__Problem description__. Print out every line, exactly as written.

(Part of a data file)
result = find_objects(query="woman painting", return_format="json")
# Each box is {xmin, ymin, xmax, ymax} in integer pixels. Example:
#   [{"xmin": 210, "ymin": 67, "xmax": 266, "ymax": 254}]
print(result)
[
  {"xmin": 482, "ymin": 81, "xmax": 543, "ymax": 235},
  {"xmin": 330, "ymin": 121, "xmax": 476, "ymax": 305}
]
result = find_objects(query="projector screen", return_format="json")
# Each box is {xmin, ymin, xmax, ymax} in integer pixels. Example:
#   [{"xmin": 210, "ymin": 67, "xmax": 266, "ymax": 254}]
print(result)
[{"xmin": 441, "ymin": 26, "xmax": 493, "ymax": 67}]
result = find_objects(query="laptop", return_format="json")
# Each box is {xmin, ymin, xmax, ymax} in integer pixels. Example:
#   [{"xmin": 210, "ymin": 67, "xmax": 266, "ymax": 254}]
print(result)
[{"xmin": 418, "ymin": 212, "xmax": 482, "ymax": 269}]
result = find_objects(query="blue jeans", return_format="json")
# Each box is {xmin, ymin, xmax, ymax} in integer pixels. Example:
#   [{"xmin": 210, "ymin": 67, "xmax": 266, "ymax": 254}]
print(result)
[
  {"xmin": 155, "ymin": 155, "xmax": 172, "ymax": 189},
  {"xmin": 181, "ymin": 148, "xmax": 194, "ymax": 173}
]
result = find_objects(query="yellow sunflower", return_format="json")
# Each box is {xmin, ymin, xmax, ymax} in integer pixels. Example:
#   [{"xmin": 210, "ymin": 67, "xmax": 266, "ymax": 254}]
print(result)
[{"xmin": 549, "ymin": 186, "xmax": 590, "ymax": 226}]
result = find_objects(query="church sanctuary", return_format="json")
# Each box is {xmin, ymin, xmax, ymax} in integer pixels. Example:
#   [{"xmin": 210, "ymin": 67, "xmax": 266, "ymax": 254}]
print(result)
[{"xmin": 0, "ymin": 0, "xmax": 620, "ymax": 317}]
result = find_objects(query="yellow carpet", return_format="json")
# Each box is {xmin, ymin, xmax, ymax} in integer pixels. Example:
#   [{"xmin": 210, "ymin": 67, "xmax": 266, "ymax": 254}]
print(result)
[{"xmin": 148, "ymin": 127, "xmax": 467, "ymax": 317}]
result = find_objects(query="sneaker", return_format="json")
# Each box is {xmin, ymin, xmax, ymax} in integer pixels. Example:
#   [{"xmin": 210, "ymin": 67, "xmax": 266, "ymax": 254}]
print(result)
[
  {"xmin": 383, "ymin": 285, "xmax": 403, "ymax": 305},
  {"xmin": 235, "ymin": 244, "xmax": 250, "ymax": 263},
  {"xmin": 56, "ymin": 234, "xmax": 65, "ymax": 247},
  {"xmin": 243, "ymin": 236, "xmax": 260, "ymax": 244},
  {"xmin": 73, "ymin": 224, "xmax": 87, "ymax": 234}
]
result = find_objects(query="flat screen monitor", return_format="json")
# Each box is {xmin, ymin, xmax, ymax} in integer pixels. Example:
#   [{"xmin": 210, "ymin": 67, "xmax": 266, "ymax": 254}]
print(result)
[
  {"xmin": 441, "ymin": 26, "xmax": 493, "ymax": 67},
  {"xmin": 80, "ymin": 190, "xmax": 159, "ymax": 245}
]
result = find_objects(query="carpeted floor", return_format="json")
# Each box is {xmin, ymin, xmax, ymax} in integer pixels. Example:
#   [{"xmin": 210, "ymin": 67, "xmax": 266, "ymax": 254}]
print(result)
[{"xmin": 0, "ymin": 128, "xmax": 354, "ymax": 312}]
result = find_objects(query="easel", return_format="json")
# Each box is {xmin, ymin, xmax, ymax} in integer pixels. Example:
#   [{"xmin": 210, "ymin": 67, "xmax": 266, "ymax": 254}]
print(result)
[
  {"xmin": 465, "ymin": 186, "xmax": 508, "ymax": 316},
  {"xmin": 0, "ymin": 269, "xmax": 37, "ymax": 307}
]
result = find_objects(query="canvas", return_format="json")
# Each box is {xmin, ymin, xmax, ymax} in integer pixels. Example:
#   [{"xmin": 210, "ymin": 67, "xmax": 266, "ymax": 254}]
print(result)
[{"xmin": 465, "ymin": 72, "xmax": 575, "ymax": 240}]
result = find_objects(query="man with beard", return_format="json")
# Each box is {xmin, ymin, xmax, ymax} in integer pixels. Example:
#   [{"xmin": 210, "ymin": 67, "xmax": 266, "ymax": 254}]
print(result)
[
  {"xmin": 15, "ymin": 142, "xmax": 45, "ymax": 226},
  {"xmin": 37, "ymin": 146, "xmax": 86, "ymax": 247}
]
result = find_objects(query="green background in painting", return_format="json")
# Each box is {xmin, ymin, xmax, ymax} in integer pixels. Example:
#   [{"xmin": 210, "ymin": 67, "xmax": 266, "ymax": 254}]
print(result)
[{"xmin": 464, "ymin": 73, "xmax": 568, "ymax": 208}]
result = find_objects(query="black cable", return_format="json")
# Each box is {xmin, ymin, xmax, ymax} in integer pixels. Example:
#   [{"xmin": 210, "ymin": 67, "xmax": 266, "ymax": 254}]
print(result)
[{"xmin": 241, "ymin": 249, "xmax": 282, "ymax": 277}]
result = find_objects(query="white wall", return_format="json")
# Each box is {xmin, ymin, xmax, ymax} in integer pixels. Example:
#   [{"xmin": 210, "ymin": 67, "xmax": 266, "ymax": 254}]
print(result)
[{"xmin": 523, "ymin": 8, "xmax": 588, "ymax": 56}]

__Full solution__.
result = find_objects(query="woman painting", return_format="json")
# Each box is {xmin, ymin, xmax, ymax} in integer pixels. Example:
#   [{"xmin": 210, "ymin": 67, "xmax": 266, "ymax": 254}]
print(result)
[
  {"xmin": 482, "ymin": 81, "xmax": 543, "ymax": 235},
  {"xmin": 330, "ymin": 121, "xmax": 476, "ymax": 305}
]
result = find_objects(query="projector screen", return_format="json")
# Each box is {xmin, ymin, xmax, ymax} in integer pixels. Example:
#   [{"xmin": 210, "ymin": 67, "xmax": 266, "ymax": 254}]
print(result)
[{"xmin": 441, "ymin": 26, "xmax": 493, "ymax": 67}]
result = find_objects(query="laptop", return_format="json")
# Each box is {xmin, ymin, xmax, ymax} in integer pixels. Example:
#   [{"xmin": 210, "ymin": 67, "xmax": 266, "ymax": 254}]
print(result)
[{"xmin": 418, "ymin": 212, "xmax": 482, "ymax": 269}]
result = find_objects(query="blue jeans", return_format="json")
# Each box is {xmin, ymin, xmax, ymax} in integer pixels. Example:
#   [{"xmin": 210, "ymin": 67, "xmax": 266, "ymax": 254}]
print(result)
[
  {"xmin": 155, "ymin": 155, "xmax": 172, "ymax": 189},
  {"xmin": 181, "ymin": 148, "xmax": 194, "ymax": 173}
]
result = find_objects(query="yellow sunflower", return_format="json")
# Each box is {xmin, ymin, xmax, ymax} in integer pixels. Example:
#   [{"xmin": 210, "ymin": 67, "xmax": 266, "ymax": 254}]
print(result)
[{"xmin": 549, "ymin": 186, "xmax": 590, "ymax": 226}]
result = find_objects(query="church sanctuary", return_format="json")
# Each box is {xmin, ymin, xmax, ymax} in integer pixels. Example:
#   [{"xmin": 210, "ymin": 67, "xmax": 266, "ymax": 254}]
print(result)
[{"xmin": 0, "ymin": 0, "xmax": 620, "ymax": 317}]
result = find_objects(query="yellow carpet", return_format="json")
# Each box is {xmin, ymin, xmax, ymax} in integer pixels. Example:
#   [{"xmin": 210, "ymin": 67, "xmax": 266, "ymax": 254}]
print(result)
[{"xmin": 148, "ymin": 127, "xmax": 467, "ymax": 317}]
result = find_objects(query="sneaker", return_format="json")
# Each box is {xmin, ymin, xmax, ymax} in integer pixels. Example:
#   [{"xmin": 210, "ymin": 67, "xmax": 266, "ymax": 254}]
print(result)
[
  {"xmin": 383, "ymin": 285, "xmax": 403, "ymax": 305},
  {"xmin": 235, "ymin": 244, "xmax": 250, "ymax": 263},
  {"xmin": 56, "ymin": 234, "xmax": 65, "ymax": 247},
  {"xmin": 243, "ymin": 236, "xmax": 260, "ymax": 244},
  {"xmin": 73, "ymin": 224, "xmax": 87, "ymax": 234}
]
result = find_objects(query="flat screen monitor", return_format="json")
# Each box is {xmin, ymin, xmax, ymax} in integer pixels. Example:
#   [{"xmin": 210, "ymin": 67, "xmax": 266, "ymax": 254}]
print(result)
[
  {"xmin": 441, "ymin": 26, "xmax": 493, "ymax": 67},
  {"xmin": 80, "ymin": 190, "xmax": 159, "ymax": 245}
]
result = find_objects(query="carpeted floor", return_format="json")
# Each box is {xmin, ymin, xmax, ymax} in integer pixels. Example:
#   [{"xmin": 210, "ymin": 67, "xmax": 266, "ymax": 254}]
print(result)
[{"xmin": 0, "ymin": 128, "xmax": 354, "ymax": 312}]
result = find_objects(query="easel", return_format="json")
# Each box is {xmin, ymin, xmax, ymax} in integer pixels. Example:
#   [{"xmin": 210, "ymin": 67, "xmax": 266, "ymax": 254}]
print(result)
[
  {"xmin": 465, "ymin": 186, "xmax": 508, "ymax": 316},
  {"xmin": 0, "ymin": 269, "xmax": 37, "ymax": 307}
]
result = find_objects(query="canvas", return_format="json")
# Each box is {xmin, ymin, xmax, ymax} in integer pixels. Example:
#   [{"xmin": 210, "ymin": 67, "xmax": 266, "ymax": 254}]
print(result)
[{"xmin": 465, "ymin": 72, "xmax": 575, "ymax": 240}]
result = find_objects(query="man with beard", return_format="json")
# Each box is {xmin, ymin, xmax, ymax} in integer pixels. Example:
#   [{"xmin": 210, "ymin": 67, "xmax": 266, "ymax": 254}]
print(result)
[
  {"xmin": 15, "ymin": 142, "xmax": 45, "ymax": 226},
  {"xmin": 37, "ymin": 146, "xmax": 86, "ymax": 247}
]
result = find_objects(query="green background in painting", return_format="json")
# Each box is {xmin, ymin, xmax, ymax} in integer pixels. Example:
#   [{"xmin": 210, "ymin": 67, "xmax": 266, "ymax": 254}]
print(result)
[{"xmin": 464, "ymin": 73, "xmax": 568, "ymax": 208}]
result = find_objects(query="black cable", return_format="json")
# Each box is {xmin, ymin, xmax, ymax} in integer pixels. Example:
#   [{"xmin": 210, "ymin": 67, "xmax": 266, "ymax": 254}]
print(result)
[{"xmin": 241, "ymin": 249, "xmax": 282, "ymax": 277}]
result = find_objects(query="white wall", return_format="json")
# Each box is {xmin, ymin, xmax, ymax} in integer pixels. Example:
#   [{"xmin": 210, "ymin": 67, "xmax": 266, "ymax": 254}]
print(result)
[{"xmin": 523, "ymin": 8, "xmax": 588, "ymax": 56}]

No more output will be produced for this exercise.